Stored records:
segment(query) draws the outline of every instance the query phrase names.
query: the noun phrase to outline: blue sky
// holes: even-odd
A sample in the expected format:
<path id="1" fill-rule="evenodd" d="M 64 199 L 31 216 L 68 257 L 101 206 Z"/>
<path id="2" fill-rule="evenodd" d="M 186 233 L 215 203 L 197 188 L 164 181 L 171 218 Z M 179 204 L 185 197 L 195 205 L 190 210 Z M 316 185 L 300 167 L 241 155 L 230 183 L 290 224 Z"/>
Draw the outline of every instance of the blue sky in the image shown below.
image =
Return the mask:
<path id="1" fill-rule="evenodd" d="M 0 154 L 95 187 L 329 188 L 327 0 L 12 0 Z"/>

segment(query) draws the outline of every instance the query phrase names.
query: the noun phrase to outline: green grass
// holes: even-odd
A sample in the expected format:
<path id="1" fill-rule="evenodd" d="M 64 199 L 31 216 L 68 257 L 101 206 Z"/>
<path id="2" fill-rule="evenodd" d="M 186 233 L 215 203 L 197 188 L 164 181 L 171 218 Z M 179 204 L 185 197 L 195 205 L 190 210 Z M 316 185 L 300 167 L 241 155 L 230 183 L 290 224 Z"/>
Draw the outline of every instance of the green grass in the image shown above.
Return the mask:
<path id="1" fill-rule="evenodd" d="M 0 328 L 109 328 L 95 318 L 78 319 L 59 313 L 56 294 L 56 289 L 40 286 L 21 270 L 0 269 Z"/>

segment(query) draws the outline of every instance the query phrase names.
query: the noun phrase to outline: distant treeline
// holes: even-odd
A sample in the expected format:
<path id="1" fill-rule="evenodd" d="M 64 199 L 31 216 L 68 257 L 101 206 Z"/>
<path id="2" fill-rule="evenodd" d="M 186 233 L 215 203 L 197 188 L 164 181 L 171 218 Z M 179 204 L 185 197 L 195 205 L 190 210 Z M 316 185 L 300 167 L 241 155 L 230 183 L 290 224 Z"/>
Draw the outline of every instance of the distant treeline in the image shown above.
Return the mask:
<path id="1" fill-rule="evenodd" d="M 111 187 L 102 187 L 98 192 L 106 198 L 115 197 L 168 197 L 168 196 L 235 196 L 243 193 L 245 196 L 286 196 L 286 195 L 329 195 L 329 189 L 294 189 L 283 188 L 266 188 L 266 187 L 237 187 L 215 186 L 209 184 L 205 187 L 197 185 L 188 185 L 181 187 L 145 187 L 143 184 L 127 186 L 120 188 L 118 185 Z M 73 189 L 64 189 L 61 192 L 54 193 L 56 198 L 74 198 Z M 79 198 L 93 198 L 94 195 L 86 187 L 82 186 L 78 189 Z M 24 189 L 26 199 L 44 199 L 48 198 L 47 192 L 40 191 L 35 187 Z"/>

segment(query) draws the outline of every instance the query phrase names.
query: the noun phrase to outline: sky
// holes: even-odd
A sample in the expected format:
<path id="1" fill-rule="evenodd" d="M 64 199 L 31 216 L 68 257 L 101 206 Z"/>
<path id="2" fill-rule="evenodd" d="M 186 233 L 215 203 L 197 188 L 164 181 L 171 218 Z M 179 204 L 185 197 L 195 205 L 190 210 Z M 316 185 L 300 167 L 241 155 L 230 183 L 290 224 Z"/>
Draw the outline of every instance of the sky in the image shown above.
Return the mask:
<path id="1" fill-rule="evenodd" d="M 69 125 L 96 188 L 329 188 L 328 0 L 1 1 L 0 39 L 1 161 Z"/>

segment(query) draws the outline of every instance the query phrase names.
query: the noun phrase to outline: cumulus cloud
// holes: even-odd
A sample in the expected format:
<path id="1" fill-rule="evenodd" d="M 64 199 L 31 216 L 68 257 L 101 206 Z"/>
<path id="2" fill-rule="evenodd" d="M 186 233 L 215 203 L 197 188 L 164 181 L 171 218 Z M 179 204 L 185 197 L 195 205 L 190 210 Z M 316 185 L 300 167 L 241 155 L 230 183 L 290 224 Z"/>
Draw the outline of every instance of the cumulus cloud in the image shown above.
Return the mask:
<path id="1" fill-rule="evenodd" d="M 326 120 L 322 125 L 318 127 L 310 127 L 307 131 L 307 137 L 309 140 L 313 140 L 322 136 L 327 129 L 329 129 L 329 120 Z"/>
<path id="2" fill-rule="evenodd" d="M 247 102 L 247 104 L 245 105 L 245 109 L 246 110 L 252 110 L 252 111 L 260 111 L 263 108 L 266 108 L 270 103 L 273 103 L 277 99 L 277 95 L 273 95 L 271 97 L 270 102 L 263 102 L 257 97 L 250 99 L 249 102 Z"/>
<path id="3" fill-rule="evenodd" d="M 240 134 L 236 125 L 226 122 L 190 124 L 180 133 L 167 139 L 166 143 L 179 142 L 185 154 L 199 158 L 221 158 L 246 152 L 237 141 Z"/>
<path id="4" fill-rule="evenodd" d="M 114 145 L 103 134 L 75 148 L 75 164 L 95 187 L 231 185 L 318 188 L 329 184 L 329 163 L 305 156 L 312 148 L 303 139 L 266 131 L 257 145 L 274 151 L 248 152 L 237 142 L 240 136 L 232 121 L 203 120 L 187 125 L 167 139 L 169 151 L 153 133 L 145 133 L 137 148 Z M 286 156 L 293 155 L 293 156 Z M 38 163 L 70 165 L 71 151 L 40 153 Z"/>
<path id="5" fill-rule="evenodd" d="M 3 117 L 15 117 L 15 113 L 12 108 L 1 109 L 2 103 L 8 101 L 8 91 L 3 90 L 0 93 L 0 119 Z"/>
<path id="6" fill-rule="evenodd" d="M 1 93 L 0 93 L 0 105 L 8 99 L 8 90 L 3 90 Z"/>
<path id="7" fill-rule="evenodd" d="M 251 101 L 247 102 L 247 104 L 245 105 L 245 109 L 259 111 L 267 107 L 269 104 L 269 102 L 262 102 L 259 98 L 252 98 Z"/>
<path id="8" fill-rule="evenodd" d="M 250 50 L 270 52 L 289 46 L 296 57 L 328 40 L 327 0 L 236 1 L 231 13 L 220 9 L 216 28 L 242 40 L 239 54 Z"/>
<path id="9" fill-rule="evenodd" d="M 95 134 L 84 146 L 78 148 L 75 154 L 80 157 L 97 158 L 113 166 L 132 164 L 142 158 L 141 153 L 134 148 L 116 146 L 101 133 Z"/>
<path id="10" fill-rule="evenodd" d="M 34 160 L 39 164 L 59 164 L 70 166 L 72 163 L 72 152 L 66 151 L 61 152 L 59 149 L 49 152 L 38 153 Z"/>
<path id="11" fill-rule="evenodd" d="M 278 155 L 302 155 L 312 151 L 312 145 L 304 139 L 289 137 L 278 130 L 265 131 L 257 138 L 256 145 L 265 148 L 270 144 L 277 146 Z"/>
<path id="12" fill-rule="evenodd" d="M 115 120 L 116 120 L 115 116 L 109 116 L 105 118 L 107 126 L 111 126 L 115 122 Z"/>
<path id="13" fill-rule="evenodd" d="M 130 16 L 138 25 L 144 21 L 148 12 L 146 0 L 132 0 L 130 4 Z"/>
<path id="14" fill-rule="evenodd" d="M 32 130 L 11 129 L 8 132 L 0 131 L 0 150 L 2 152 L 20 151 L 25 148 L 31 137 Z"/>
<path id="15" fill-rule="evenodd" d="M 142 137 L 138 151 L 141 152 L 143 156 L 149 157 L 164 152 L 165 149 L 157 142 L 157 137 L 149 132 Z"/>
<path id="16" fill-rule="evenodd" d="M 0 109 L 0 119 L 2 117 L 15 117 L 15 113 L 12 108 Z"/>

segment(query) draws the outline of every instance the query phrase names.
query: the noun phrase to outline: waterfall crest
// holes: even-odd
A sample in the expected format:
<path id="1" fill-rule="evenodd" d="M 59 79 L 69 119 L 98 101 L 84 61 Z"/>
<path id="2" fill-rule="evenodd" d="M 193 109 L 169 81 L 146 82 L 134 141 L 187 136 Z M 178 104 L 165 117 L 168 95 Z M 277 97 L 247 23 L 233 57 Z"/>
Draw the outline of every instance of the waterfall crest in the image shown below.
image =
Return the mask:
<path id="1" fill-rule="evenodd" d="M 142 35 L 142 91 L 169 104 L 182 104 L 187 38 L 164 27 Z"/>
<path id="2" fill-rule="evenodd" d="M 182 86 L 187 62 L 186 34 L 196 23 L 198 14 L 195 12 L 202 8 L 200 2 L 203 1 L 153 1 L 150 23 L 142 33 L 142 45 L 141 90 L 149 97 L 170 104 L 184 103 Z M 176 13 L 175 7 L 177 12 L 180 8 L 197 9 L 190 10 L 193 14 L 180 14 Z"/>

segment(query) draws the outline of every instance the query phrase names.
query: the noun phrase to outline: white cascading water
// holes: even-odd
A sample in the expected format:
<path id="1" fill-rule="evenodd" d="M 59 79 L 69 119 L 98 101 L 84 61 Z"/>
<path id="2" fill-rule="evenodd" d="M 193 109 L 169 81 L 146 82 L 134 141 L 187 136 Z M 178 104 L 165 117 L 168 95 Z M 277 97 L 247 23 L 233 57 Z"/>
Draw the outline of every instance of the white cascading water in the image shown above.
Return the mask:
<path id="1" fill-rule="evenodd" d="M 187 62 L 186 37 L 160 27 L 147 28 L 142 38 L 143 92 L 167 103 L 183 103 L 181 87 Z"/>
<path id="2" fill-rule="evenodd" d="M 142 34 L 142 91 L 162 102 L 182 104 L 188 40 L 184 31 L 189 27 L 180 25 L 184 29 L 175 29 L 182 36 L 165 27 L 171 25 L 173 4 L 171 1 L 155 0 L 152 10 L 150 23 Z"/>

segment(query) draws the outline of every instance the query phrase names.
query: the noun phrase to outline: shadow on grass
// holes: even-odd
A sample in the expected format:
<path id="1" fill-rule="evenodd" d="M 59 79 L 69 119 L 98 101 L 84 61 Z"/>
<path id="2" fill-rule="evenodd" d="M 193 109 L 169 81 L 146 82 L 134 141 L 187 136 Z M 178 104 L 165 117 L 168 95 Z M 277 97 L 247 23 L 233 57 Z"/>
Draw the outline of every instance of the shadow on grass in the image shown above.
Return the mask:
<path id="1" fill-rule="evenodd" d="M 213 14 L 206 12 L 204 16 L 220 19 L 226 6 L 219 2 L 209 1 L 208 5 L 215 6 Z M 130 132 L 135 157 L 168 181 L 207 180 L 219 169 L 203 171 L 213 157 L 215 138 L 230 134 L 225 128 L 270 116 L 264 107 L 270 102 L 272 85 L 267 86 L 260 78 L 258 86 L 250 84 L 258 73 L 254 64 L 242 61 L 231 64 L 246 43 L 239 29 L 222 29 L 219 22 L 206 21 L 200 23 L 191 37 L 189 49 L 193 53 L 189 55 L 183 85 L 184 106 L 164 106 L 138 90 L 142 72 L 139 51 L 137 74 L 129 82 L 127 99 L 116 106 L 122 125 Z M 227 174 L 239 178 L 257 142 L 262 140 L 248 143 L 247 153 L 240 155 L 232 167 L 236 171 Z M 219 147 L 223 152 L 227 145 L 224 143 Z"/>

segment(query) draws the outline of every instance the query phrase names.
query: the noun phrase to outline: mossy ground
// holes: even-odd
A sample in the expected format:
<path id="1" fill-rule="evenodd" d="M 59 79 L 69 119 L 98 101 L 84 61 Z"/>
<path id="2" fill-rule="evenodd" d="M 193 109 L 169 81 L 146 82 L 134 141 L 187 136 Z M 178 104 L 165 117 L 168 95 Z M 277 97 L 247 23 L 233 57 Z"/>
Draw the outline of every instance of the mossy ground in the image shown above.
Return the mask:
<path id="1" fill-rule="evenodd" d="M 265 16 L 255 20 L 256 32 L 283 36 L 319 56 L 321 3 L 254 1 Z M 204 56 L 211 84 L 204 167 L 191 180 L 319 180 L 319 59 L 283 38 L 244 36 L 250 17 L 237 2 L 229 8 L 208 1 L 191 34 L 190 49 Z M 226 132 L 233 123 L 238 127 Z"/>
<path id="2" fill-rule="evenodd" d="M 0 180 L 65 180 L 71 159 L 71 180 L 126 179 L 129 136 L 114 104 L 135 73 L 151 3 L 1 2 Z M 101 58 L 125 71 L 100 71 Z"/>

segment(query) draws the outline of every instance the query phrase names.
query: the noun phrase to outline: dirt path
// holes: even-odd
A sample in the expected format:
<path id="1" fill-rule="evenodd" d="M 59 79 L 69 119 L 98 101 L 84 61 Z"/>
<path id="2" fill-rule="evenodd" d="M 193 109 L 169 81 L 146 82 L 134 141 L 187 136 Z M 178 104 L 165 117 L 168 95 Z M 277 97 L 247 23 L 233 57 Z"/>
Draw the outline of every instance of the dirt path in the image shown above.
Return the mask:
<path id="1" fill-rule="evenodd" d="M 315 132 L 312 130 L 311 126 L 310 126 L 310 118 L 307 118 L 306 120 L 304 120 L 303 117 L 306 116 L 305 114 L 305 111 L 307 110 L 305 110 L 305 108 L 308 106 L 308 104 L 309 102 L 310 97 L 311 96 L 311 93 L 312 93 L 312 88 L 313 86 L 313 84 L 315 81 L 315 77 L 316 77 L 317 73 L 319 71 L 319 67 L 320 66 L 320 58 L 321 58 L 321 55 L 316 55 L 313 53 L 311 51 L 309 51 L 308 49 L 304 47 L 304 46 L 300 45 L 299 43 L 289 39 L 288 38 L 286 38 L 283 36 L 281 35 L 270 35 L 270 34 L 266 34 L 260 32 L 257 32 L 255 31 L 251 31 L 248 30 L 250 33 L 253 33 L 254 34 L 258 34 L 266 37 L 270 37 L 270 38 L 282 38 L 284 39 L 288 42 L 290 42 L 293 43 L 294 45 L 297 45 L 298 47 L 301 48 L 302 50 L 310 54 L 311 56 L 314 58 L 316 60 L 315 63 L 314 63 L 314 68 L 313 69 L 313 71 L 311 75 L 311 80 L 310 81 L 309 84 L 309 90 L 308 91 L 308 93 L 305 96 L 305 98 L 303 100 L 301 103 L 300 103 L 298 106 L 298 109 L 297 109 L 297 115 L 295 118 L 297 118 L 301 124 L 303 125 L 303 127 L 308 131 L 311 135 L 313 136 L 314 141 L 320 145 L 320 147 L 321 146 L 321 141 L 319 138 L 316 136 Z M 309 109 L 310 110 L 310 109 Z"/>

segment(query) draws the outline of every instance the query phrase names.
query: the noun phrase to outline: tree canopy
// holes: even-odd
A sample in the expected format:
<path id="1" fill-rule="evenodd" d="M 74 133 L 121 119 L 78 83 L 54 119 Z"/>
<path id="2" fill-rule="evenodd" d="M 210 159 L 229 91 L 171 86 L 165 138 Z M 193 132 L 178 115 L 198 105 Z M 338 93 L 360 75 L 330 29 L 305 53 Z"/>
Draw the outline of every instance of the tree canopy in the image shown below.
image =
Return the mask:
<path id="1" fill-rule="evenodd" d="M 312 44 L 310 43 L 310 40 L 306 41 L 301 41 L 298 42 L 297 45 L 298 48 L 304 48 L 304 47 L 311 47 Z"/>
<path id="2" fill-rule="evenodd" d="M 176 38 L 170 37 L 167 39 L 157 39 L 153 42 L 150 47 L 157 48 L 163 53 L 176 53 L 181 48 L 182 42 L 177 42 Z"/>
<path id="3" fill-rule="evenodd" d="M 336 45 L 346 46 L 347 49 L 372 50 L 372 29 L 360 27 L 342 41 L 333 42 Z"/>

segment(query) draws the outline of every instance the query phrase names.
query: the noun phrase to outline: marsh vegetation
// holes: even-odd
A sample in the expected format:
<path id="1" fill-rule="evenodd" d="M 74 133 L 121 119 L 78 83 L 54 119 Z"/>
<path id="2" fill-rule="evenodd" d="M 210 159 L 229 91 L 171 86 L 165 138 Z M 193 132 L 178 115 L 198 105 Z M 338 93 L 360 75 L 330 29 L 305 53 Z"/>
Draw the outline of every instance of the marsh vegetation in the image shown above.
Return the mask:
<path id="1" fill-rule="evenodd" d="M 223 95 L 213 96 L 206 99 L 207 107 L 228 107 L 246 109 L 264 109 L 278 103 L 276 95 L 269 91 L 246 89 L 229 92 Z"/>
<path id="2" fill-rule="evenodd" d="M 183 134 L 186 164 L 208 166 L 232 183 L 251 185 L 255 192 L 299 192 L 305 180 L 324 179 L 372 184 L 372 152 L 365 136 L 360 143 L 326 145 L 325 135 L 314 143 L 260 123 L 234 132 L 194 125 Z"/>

What is needed: Convert everything from the start of the items above through the line containing "0 328 L 109" into a Markdown table with the columns Number and Text. Number each line in order, and omit blank lines.

Worked answer:
| Number | Text |
|---|---|
| 1 | segment(query) draws the outline of every instance the query phrase names. |
| 2 | query: the noun phrase to outline: blue sky |
| 3 | // holes: even-odd |
| 4 | A sample in the expected format: |
| 5 | <path id="1" fill-rule="evenodd" d="M 64 199 L 31 216 L 68 257 L 101 206 Z"/> |
| 6 | <path id="2" fill-rule="evenodd" d="M 186 233 L 215 203 L 197 188 L 164 181 L 171 218 Z M 179 204 L 185 197 L 195 205 L 190 210 Z M 316 185 L 300 167 L 241 155 L 230 183 L 290 224 Z"/> |
| 7 | Draw the outline of every instance of the blue sky in the image shown below. |
| 8 | image = |
| 9 | Return the mask: |
| 10 | <path id="1" fill-rule="evenodd" d="M 0 154 L 95 187 L 329 188 L 327 0 L 12 0 Z"/> |
| 11 | segment(query) draws the outline of every instance the query phrase names. |
| 12 | query: the noun phrase to outline: green grass |
| 13 | // holes: even-odd |
| 14 | A sample in the expected format: |
| 15 | <path id="1" fill-rule="evenodd" d="M 64 199 L 31 216 L 68 257 L 101 206 Z"/> |
| 16 | <path id="2" fill-rule="evenodd" d="M 186 233 L 215 203 L 197 188 L 164 181 L 171 218 Z M 179 204 L 185 197 L 195 205 L 190 210 Z M 316 185 L 300 167 L 241 155 L 230 183 L 290 224 Z"/> |
| 17 | Draw the outline of every instance of the green grass in the image shown above. |
| 18 | Return the mask: |
| 19 | <path id="1" fill-rule="evenodd" d="M 0 328 L 109 328 L 95 318 L 78 319 L 59 313 L 56 294 L 56 289 L 40 286 L 21 270 L 0 269 Z"/> |